• Actions to take:
**a.** In the witching-hour article, who recommends a walk around the block or a trip to the yard before the evening routine begins?
**b.** Set down the passage of the witching-hour article word for word, starting at "Dress the part" and ending at "child a big hug.".

*** Study text ***

An hour ago, you were confidently giving a budget report or happily chasing your toddler at the park. Now you're consoling a crying child and stirring a pot on the stove, close to tears yourself. Welcome to the witching hour, when the day's stresses catch up with the whole family, turning well-mannered children into kidzillas.
The witching hour is not just the province of colicky babies. It actually can affect every member of the household: "None of us is at our best in the hour before dinner," explains Carol Baicker-McKee, Ph.D., a child psychologist and author of The Preschooler Problem Solver. "Blood sugar is at its lowest, and fatigue is high. Families are in transition, and kids are often at their neediest. It's no small wonder that this time of day can feel like a lethal experience for parents."
No mom gets a free pass from the pre-dinner doldrums. "Employed moms desperately want some time to decompress, and stay-at-home moms may yearn for quiet time alone," says Kathleen A. Kendall-Tackett, Ph.D., a health psychologist and author of The Hidden Feelings of Motherhood. How do you switch gears while keeping the peace, without resorting to pinot grigio and earplugs? Start with a few of these ideas.
Dress the part of parent.
Changing after work helps you make the mental shift you need to quell sour moods, yours included. "The minute you put on your comfy clothes, you begin to relax," says Laura Markham, Ph.D., a clinical psychologist in New York City and founder of AhaParenting.com. Your child gets equal benefits. "When I taught day care, I'd see parents in expensive clothes literally pushing their grubby kids away to avoid dry-cleaning bills," says Dr. Baicker-McKee. At least keep an old coat or a smock in the car to put over your nice dress -- so you can avoid getting finger-paint all over it when you give your child a big hug.
Get a dose of nature.
Kids and parents may be cranky and tired, but chances are they're also overstimulated. So give everyone the opportunity to get away from it all, even briefly. Before beginning your evening routine, take a walk around the block or just head out to the yard, says Janet Allison, a family coach in Portland, Oregon. "Focus on the smallest plant, discover a bug or a worm, or just watch the sunset -- it will help you let go of the day's leftover stress," she says.
Give kids what they want -- you.
"The mistake that many moms make is to come home and immediately feel they have to jump into household chores," says Dr. Kendall-Tackett. Experts advise working parents to give their children (especially babies and toddlers) the undivided attention they crave after a day of separation, before seeing to dinner. "Prior to doing anything, even taking my shoes off, I give my kids my total attention so they don't spend the next two hours fighting for it," says Shannon Eis, a New York City mom of two."They just need ten minutes with me, and then they move on to more entertaining things."

*** End of Study text ***
*** Records provided ***

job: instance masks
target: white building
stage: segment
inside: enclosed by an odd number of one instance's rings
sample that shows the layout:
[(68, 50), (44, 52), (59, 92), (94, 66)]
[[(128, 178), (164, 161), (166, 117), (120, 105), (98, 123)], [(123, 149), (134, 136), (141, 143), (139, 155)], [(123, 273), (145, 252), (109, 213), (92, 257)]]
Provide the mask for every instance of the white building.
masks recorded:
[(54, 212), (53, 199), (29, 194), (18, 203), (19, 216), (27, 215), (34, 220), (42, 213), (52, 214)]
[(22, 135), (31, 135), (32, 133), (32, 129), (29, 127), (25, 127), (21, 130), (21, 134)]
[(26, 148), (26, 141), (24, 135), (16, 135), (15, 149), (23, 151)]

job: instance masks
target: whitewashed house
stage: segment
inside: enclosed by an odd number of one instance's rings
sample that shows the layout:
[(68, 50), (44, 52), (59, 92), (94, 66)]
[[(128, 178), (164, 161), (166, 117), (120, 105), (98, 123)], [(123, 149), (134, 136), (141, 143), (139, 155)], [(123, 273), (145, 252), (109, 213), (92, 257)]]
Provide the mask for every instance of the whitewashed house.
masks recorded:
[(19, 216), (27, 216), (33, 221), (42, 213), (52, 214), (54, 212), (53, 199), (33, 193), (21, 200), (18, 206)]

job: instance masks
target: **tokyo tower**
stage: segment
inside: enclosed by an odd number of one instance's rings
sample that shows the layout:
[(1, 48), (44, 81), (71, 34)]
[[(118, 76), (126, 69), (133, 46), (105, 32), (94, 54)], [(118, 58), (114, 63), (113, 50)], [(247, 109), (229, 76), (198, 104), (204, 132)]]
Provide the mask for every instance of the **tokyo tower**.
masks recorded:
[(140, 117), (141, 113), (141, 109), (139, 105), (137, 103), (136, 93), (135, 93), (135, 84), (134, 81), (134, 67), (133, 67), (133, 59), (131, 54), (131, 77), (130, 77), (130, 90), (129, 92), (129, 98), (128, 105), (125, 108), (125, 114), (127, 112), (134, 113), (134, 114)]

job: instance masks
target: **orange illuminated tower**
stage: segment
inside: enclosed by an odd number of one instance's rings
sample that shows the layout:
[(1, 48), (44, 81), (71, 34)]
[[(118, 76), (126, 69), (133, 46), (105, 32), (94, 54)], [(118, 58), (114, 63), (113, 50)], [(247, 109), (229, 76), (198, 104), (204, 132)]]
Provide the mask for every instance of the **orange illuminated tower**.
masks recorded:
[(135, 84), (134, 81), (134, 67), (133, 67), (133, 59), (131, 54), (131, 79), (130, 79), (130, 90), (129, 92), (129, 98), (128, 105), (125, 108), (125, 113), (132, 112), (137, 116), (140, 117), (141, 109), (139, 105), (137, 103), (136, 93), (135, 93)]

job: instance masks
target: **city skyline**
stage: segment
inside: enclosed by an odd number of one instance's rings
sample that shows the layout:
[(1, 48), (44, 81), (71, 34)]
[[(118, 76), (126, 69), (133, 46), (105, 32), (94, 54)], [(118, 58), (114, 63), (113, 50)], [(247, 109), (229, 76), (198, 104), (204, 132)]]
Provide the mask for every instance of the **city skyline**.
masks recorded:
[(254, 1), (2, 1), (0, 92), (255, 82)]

*** End of Records provided ***

• Responses by item number:
**a.** Janet Allison, a family coach in Portland, Oregon.

**b.**
Dress the part of parent.
Changing after work helps you make the mental shift you need to quell sour moods, yours included. "The minute you put on your comfy clothes, you begin to relax," says Laura Markham, Ph.D., a clinical psychologist in New York City and founder of AhaParenting.com. Your child gets equal benefits. "When I taught day care, I'd see parents in expensive clothes literally pushing their grubby kids away to avoid dry-cleaning bills," says Dr. Baicker-McKee. At least keep an old coat or a smock in the car to put over your nice dress -- so you can avoid getting finger-paint all over it when you give your child a big hug.